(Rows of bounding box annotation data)
········

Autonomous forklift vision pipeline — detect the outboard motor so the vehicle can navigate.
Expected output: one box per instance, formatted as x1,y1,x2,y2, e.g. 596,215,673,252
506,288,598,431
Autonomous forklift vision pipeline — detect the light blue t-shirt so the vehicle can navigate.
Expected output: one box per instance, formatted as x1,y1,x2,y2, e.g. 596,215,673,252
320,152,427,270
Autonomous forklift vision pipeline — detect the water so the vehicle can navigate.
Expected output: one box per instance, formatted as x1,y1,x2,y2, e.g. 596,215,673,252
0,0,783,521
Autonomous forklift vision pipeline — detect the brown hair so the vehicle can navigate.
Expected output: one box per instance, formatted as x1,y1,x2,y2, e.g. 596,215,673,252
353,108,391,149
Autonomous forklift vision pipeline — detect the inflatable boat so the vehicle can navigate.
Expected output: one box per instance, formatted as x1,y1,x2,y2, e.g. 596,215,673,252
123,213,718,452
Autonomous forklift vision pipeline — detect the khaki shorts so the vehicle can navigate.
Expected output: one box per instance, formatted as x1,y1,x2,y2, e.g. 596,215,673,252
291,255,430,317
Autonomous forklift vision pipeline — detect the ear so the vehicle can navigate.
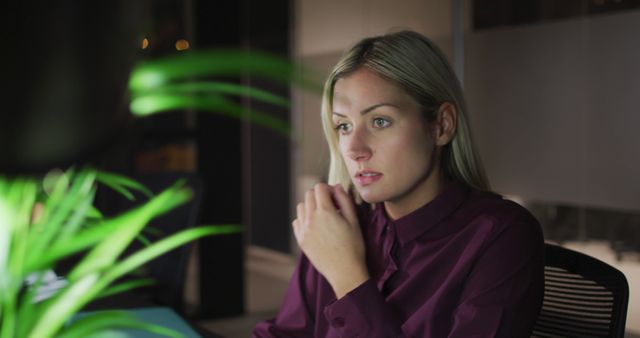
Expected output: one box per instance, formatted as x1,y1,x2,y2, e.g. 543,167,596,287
435,102,458,146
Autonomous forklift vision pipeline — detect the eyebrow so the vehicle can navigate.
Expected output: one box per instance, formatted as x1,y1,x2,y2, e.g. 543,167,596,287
333,102,400,117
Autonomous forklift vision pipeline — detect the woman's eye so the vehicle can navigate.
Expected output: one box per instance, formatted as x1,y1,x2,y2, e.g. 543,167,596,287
336,123,351,134
373,117,391,128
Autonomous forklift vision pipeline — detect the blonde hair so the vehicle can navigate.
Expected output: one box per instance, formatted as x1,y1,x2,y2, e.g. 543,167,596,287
322,31,490,200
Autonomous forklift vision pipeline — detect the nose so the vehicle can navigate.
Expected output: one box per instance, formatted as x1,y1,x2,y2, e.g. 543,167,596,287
345,127,372,162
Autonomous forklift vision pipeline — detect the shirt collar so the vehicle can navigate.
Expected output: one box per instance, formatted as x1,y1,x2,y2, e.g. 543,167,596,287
374,182,469,246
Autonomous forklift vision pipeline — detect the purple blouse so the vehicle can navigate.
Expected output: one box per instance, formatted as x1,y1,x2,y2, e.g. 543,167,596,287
253,183,544,338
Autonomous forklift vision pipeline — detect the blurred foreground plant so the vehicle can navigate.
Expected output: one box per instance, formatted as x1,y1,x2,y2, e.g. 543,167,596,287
0,169,240,338
0,46,320,338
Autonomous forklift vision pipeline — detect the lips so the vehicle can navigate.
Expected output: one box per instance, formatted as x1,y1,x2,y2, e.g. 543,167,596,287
355,169,382,186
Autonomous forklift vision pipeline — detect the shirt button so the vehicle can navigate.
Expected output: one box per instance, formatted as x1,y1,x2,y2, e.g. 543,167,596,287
331,317,344,327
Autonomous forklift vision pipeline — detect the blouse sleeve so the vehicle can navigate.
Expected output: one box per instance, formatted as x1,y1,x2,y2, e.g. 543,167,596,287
449,213,544,337
324,209,544,338
252,255,314,338
324,279,404,337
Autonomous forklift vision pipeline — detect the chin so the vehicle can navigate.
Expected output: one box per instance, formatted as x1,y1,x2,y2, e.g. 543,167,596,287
358,189,385,204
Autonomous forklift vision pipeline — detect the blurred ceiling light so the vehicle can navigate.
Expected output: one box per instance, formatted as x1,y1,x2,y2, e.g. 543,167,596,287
176,39,189,50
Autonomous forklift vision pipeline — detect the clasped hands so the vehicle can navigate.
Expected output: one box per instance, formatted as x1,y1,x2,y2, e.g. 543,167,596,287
292,183,369,299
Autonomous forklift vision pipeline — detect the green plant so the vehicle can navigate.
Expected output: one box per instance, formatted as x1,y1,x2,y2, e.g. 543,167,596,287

········

What to do — Switch every "forklift" in the material to "drone", keeping everything else the same. Leave the pictures out of your version.

Answer below —
Autonomous drone vision pipeline — detect the outboard motor so the vehicle can navigate.
Expected output: one box per instance, formatted as x1,y1,x2,y2, e.g. 596,215,673,252
506,288,598,431
Autonomous drone vision pipeline — detect the light blue t-shirt so the vehicle can navigate.
Expected output: one box per instance, formatted as x1,y1,x2,y2, e.g. 596,215,673,252
320,152,427,270
Autonomous drone vision pipeline — detect the water so the vehicle can navigate.
Expected output: one box per instance, formatted as x1,y1,x2,y2, e.g. 596,215,673,252
0,0,783,521
Autonomous drone vision pipeline — detect the brown hair so the vehicle can navigate.
Expected output: one box per instance, formatted as x1,y1,x2,y2, e.g. 596,215,673,252
353,108,391,149
Autonomous drone vision pipeline — detect the inflatable boat so the vehicle can navigate.
Expected output: one box per instance, formatted as x1,y1,x2,y2, e.g. 596,215,673,252
123,213,718,452
Autonomous drone vision pipeline — detect the khaki shorts so the vehicle can navigate.
Expected output: one box per instance, formatted as x1,y1,x2,y2, e.g. 596,215,673,252
291,255,430,317
Autonomous drone vision pipeline — detect the ear so the vehicle can navigate.
Expected output: one box per instance, formatted as x1,y1,x2,y2, e.g. 543,167,596,287
435,102,458,146
Autonomous drone vision pipeline — detect the eyebrow so the vehicle can navigate.
Expected output: one box per instance, formatted as x1,y1,x2,y2, e.g. 543,167,596,287
333,102,400,117
Autonomous drone vision pipeline — detect the woman's eye so the vehicle can navigate.
Expected output: one box per instance, formatted as x1,y1,x2,y2, e.g. 543,167,596,287
336,123,351,134
373,117,391,128
Autonomous drone vision pipeline — detect the blonde hair so the vehicle can navigate.
Expected output: one box per instance, formatted as x1,y1,x2,y2, e.g. 543,167,596,287
322,31,490,200
Autonomous drone vision pipeline — detect the nose so the vehicle can navigate.
Expected output: one box per instance, formatted as x1,y1,x2,y2, e.g. 543,167,596,287
345,127,372,162
Autonomous drone vision pipeline — detect the shirt collar so the vehicle can navigate.
Expected output: one box per instance, formatted as x1,y1,x2,y2, e.g. 543,167,596,287
374,182,469,246
Autonomous drone vision pipeline — detect the purple blouse so the vehicle can navigate.
Expected output: one box per instance, formatted as x1,y1,x2,y2, e.g. 543,167,596,287
253,183,544,338
Autonomous drone vision pipeline — detect the blurred foreground plant so the vehicle can navigate.
Expected output: one box per instance, formatted as x1,y1,x2,y2, e.g. 543,167,596,287
0,169,240,338
0,46,320,338
Autonomous drone vision pipeline — detect the lips so the vehicle can navigate.
Expected output: one box per instance, formatted as x1,y1,x2,y2, e.g. 543,167,596,287
355,169,382,186
Autonomous drone vision pipeline — detect the shirt button so the vehicle can navigate.
Expected output: one box per instance, formatted as x1,y1,x2,y2, e.g. 543,167,596,287
331,317,344,327
Autonomous drone vision pipeline — detect the blouse sleeve so the vehicle can navigate.
Expected output: one box per instance, formatted as x1,y1,x2,y2, e.g. 543,167,596,287
449,213,544,337
324,209,544,338
252,255,314,338
324,279,404,337
Autonomous drone vision pipeline — detect the chin so the vehicle can navigate.
Expected output: one box per instance, formatted as x1,y1,x2,y2, e.g. 543,167,596,287
358,189,385,204
Autonomous drone vision pipeline — detect the blurred ceiling light so the vehicle can navigate.
Expected output: one box per instance, formatted as x1,y1,x2,y2, e.g. 543,167,596,287
176,39,189,50
Autonomous drone vision pipeline — detect the clasped hands so the vehicle can navigate.
Expected output: one box per instance, formatted as x1,y1,x2,y2, e.g. 543,167,596,287
292,183,369,299
Autonomous drone vision pipeline — detect the green plant so the vehicle can navigate.
Expected output: one box per instance, formatted as x1,y1,x2,y2, e.g. 543,167,596,287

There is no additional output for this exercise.